§ **Given data**

########################################

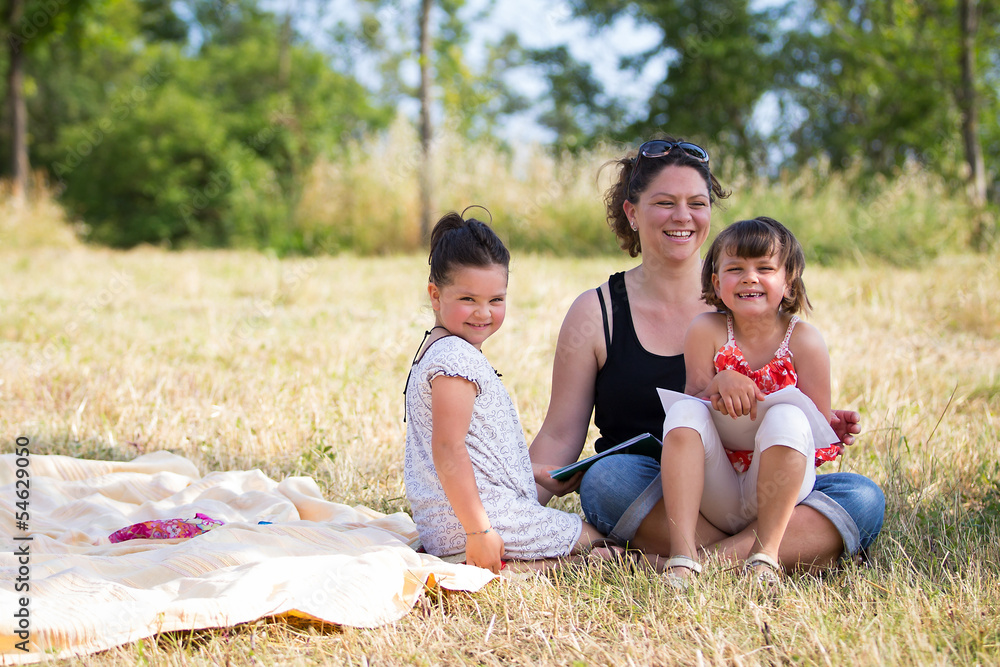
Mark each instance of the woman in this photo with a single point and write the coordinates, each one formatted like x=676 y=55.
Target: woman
x=621 y=341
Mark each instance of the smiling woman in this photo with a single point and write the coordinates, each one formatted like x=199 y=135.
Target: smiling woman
x=622 y=341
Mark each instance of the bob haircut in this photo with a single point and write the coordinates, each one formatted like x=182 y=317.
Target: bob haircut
x=758 y=237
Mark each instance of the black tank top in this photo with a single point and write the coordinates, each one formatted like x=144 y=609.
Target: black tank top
x=625 y=400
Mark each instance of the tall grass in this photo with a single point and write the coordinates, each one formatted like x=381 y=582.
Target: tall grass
x=296 y=366
x=368 y=202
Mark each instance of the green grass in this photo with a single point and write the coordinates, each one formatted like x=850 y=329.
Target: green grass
x=296 y=366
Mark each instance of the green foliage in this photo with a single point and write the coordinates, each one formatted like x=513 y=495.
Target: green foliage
x=367 y=202
x=905 y=220
x=168 y=174
x=153 y=141
x=720 y=61
x=576 y=106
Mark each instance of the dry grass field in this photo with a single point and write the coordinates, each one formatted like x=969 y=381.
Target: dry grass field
x=240 y=360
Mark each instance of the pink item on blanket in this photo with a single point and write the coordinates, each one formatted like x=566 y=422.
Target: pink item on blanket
x=165 y=529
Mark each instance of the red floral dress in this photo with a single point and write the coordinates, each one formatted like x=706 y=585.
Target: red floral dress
x=774 y=375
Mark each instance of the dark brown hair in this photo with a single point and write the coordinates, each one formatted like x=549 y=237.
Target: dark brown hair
x=758 y=238
x=647 y=169
x=457 y=242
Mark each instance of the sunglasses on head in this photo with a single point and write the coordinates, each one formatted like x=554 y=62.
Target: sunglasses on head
x=660 y=148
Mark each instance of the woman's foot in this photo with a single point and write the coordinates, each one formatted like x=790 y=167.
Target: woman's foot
x=679 y=571
x=764 y=569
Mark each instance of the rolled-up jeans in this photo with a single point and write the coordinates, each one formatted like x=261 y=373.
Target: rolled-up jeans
x=619 y=491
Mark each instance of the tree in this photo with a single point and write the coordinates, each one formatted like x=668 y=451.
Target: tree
x=155 y=138
x=29 y=24
x=878 y=84
x=18 y=111
x=575 y=106
x=721 y=60
x=426 y=179
x=968 y=100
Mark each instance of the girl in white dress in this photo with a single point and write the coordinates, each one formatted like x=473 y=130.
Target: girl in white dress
x=467 y=472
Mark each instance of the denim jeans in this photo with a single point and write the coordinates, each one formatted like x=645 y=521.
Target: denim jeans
x=620 y=489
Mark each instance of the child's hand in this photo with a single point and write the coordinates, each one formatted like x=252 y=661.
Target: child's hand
x=485 y=550
x=846 y=423
x=554 y=486
x=735 y=394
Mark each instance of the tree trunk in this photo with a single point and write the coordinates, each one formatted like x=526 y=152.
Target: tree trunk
x=426 y=180
x=18 y=110
x=285 y=53
x=968 y=101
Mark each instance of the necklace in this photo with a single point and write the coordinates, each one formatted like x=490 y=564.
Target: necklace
x=415 y=355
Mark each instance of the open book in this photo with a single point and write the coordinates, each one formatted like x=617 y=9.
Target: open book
x=738 y=434
x=644 y=444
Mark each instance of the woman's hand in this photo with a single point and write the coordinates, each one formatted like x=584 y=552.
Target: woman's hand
x=846 y=424
x=555 y=486
x=735 y=394
x=485 y=550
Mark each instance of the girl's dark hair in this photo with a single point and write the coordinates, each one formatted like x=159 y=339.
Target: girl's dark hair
x=457 y=242
x=646 y=169
x=758 y=238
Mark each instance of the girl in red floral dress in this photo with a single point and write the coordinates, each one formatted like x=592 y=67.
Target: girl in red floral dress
x=754 y=346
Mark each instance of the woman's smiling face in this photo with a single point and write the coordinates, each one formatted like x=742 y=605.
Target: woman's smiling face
x=673 y=214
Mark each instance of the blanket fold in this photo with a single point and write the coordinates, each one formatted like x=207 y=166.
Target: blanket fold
x=318 y=559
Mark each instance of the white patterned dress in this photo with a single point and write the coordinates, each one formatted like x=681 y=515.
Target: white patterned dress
x=499 y=458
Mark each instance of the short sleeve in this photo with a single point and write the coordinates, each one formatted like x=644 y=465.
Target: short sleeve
x=454 y=357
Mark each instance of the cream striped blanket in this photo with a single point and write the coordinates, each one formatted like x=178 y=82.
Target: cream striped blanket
x=317 y=559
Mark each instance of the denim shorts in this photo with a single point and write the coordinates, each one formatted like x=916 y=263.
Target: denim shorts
x=853 y=503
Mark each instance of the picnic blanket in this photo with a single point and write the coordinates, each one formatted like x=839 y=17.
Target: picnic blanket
x=316 y=559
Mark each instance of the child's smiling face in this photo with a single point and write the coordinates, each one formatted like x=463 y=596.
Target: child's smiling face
x=473 y=305
x=750 y=285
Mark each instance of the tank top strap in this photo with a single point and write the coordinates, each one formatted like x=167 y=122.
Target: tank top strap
x=604 y=318
x=621 y=311
x=788 y=334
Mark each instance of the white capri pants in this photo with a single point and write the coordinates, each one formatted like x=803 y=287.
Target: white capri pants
x=729 y=498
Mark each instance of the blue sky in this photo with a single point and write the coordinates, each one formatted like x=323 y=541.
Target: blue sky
x=537 y=25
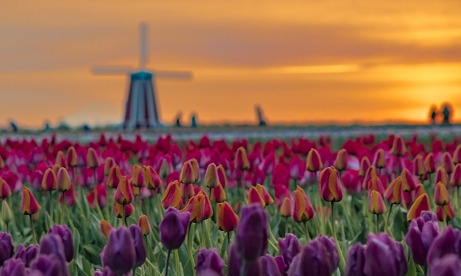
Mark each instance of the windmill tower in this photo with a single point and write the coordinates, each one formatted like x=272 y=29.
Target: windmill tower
x=141 y=108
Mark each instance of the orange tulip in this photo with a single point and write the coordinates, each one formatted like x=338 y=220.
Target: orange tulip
x=376 y=203
x=330 y=185
x=420 y=204
x=199 y=207
x=226 y=217
x=441 y=196
x=172 y=195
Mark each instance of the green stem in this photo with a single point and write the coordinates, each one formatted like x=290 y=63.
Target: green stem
x=306 y=231
x=167 y=262
x=33 y=229
x=377 y=223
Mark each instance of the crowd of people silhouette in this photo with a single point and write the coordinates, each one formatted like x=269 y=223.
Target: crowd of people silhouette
x=445 y=113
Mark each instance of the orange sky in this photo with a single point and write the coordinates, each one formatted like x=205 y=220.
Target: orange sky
x=302 y=61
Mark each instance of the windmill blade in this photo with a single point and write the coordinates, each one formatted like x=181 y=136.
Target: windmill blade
x=173 y=74
x=111 y=70
x=143 y=44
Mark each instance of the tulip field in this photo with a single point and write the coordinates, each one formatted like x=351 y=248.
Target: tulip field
x=326 y=205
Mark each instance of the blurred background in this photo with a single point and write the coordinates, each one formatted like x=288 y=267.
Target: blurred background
x=302 y=62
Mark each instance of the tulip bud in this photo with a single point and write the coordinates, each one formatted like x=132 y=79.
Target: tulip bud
x=376 y=203
x=153 y=180
x=211 y=179
x=6 y=247
x=330 y=185
x=341 y=160
x=441 y=176
x=227 y=219
x=60 y=159
x=173 y=228
x=268 y=200
x=421 y=204
x=144 y=225
x=393 y=193
x=447 y=162
x=199 y=207
x=364 y=165
x=254 y=197
x=379 y=160
x=172 y=195
x=7 y=214
x=187 y=173
x=5 y=191
x=286 y=207
x=457 y=155
x=124 y=193
x=29 y=204
x=314 y=162
x=445 y=212
x=302 y=207
x=408 y=182
x=114 y=177
x=252 y=232
x=118 y=209
x=49 y=181
x=92 y=158
x=72 y=158
x=241 y=159
x=456 y=176
x=63 y=180
x=441 y=196
x=398 y=146
x=137 y=177
x=105 y=228
x=222 y=175
x=419 y=168
x=429 y=163
x=218 y=194
x=108 y=165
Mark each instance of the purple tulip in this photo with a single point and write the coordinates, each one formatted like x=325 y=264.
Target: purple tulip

########################################

§ **Your goal**
Images are to be omitted; everything else in the records is to be transcribed exactly.

§ **Problem solution**
Mark each instance of the woman in this photo with a single point and write the coordinates, each one formatted like x=676 y=55.
Target: woman
x=621 y=341
Mark each instance of the smiling woman in this photo with a single point and write the coordinates, each one formatted like x=199 y=135.
Target: smiling woman
x=622 y=341
Mark each instance of the bob haircut in this photo with a single point and write the coordinates, each one formatted like x=182 y=317.
Target: bob haircut
x=758 y=237
Mark each instance of the black tank top in this photo with a single point and write the coordinates, each one formatted like x=144 y=609.
Target: black tank top
x=625 y=400
Mark each instance of the tall grass in this photo with a single point and write the coordinates, each one formatted like x=381 y=582.
Target: tall grass
x=296 y=366
x=368 y=202
Mark each instance of the green grass in this photo with a single point and write the coordinates, each one formatted like x=850 y=329.
Target: green grass
x=296 y=366
Mark each instance of the green foliage in this photo with a single point and write the coordinates, each one formatted like x=513 y=495.
Target: green foliage
x=367 y=202
x=905 y=220
x=168 y=174
x=153 y=141
x=720 y=61
x=576 y=106
Mark each instance of the dry grass field in this photo with a single point and write the coordinates, each one formatted like x=969 y=381.
Target: dry grass field
x=240 y=360
Mark each instance of the pink item on blanket in this photo with a single point and write the coordinates, each one formatted like x=566 y=422.
Target: pink item on blanket
x=165 y=529
Mark each instance of the red floral dress in this photo with a single point and write the coordinates, each one formatted like x=706 y=585.
Target: red floral dress
x=774 y=375
Mark each instance of the dark brown hair in this photo with a single point and write the coordinates, each one formatted like x=549 y=237.
Target: dark brown hair
x=758 y=238
x=647 y=169
x=457 y=242
Mark each instance of the sunglasses on head in this photo with a single point and write the coordinates, each one formatted like x=554 y=62.
Target: sunglasses on head
x=660 y=148
Mark each instance of the woman's foot in this photo with a single point and write the coordinates, each one formatted like x=790 y=167.
Target: woman's foot
x=679 y=571
x=764 y=569
Mark each instance of the rolled-up jeans in this photo with a single point and write the coordinates, each one formatted like x=261 y=373.
Target: rolled-up jeans
x=619 y=491
Mark each instance of the tree in this photo with a single point and write the coordinates, each one formatted like x=668 y=451.
Target: tree
x=155 y=138
x=29 y=24
x=878 y=84
x=18 y=111
x=575 y=106
x=721 y=60
x=426 y=179
x=968 y=100
Mark each instance of the girl in white dress in this photo with a single point and write the coordinates, each one formatted like x=473 y=130.
Target: girl in white dress
x=467 y=472
Mark each instance of the denim jeans in this photo with a single point and write the coordinates, each one formatted like x=645 y=521.
Target: denim jeans
x=620 y=489
Mark each instance of the child's hand in this photo with a single point and write the coordinates, each one formatted like x=252 y=661.
Target: child's hand
x=485 y=550
x=846 y=423
x=554 y=486
x=735 y=394
Mark each instance of the tree trunk in this photo with a single point and write the coordinates, each one formatted like x=526 y=152.
Target: tree trunk
x=426 y=180
x=18 y=110
x=285 y=53
x=968 y=101
Mark each instance of the necklace in this photo with a single point and write the coordinates, each one formatted like x=490 y=564.
Target: necklace
x=415 y=355
Mark each instance of the open book in this photo with a single point and write the coordinates, each one formatted like x=617 y=9.
Target: open book
x=738 y=434
x=644 y=444
Mark each instance of the woman's hand in this photo with a single point and write the coordinates, each one formatted like x=584 y=552.
Target: woman's hand
x=846 y=424
x=555 y=486
x=735 y=394
x=485 y=550
Mark each instance of the girl's dark hair in this photo with a single point and write the coordinates, each one formatted like x=159 y=339.
Target: girl's dark hair
x=457 y=242
x=646 y=169
x=758 y=238
Mark each instance of the girl in red floral dress in this photo with a single point and write the coordinates, each one formatted like x=592 y=67.
Target: girl in red floral dress
x=754 y=346
Mark each instance of the woman's smiling face in this photo with a single point and write the coordinates, each one formatted like x=742 y=605.
Target: woman's smiling face
x=673 y=214
Mark each instance of the blanket fold in this photo with a single point and write the coordinates, each one formatted like x=207 y=166.
Target: blanket fold
x=318 y=559
Mark each instance of the white patterned dress in this photo with a single point and write the coordinates, each one formatted like x=681 y=515.
Target: white patterned dress
x=499 y=458
Mark each instance of the short sleeve in this photo with a single point and write the coordinates, each one formatted like x=644 y=465.
Target: short sleeve
x=454 y=357
Mark each instance of the cream striped blanket in this photo with a single point and write the coordinates, each one formatted like x=178 y=82.
Target: cream striped blanket
x=317 y=559
Mark each instance of the denim shorts in this photo with a single point and write the coordinates, each one formatted like x=916 y=263.
Target: denim shorts
x=853 y=503
Mark each instance of the picnic blanket in this photo with a single point and write the coordinates, each one formatted like x=839 y=17.
Target: picnic blanket
x=316 y=559
Mark each instance of the child's smiling face in this photo with a single point and write the coordinates, each one formatted like x=463 y=596.
Target: child's smiling face
x=473 y=305
x=750 y=285
Mark each instance of the tank top strap in this photo with a single point and write the coordinates, each one formatted like x=167 y=122.
Target: tank top strap
x=604 y=318
x=621 y=311
x=788 y=334
Mark each instance of the white capri pants in this photo with a single point and write the coordinates, each one formatted like x=803 y=287.
Target: white capri pants
x=729 y=498
Mark each instance of the blue sky in this photo with a single point and write the coordinates, each one formatted like x=323 y=541.
Target: blue sky
x=537 y=25
Mark each instance of the windmill tower in this photo with a single point and write the coordinates, each one formatted like x=272 y=29.
Target: windmill tower
x=141 y=108
Mark each instance of the orange tulip in this photo with a single point and write the coordinates, each one formatted like x=338 y=220.
Target: orange tulip
x=376 y=203
x=330 y=185
x=420 y=204
x=199 y=207
x=226 y=217
x=441 y=196
x=172 y=195
Mark each instance of the green stem in this photo with a single point and write the coordinates, each one formatted like x=290 y=63.
Target: green stem
x=306 y=231
x=167 y=262
x=33 y=229
x=377 y=223
Mark each instance of the crowd of people silhouette in this photo with a single point and write the coordinates, each one formatted like x=269 y=223.
Target: crowd of people silhouette
x=445 y=113
Mark each instance of the orange sky in this photo with a single point and write the coordinates, each one formatted like x=205 y=220.
Target: orange sky
x=302 y=61
Mark each instance of the windmill blade in this photo with a single point and write the coordinates, each one formatted like x=181 y=136.
Target: windmill blade
x=173 y=74
x=111 y=70
x=143 y=44
Mark each instance of the tulip field in this photo with a single point and write the coordinates, each one formatted like x=351 y=248.
Target: tulip field
x=326 y=205
Mark each instance of the blurred background in this photo with a single point and write the coordinates, each one formatted like x=288 y=267.
Target: blurred background
x=302 y=62
Mark each instance of the tulip bud in this photo with a single point and write the coordinates, each one formatted like x=132 y=79.
Target: tulip bud
x=376 y=203
x=153 y=180
x=211 y=179
x=6 y=247
x=330 y=185
x=341 y=160
x=441 y=176
x=227 y=219
x=60 y=159
x=173 y=228
x=268 y=200
x=421 y=204
x=144 y=225
x=393 y=193
x=447 y=162
x=199 y=207
x=364 y=165
x=254 y=197
x=379 y=160
x=172 y=195
x=7 y=214
x=187 y=173
x=5 y=191
x=286 y=207
x=457 y=155
x=124 y=193
x=29 y=204
x=314 y=162
x=445 y=212
x=302 y=207
x=408 y=182
x=114 y=177
x=252 y=232
x=118 y=209
x=49 y=181
x=92 y=158
x=72 y=158
x=241 y=159
x=456 y=176
x=63 y=180
x=441 y=196
x=398 y=146
x=137 y=177
x=105 y=228
x=222 y=175
x=419 y=168
x=429 y=163
x=218 y=194
x=108 y=165
Mark each instance of the purple tulip in this photo with a single point and write the coordinates, each one formatted like x=325 y=264.
Target: purple tulip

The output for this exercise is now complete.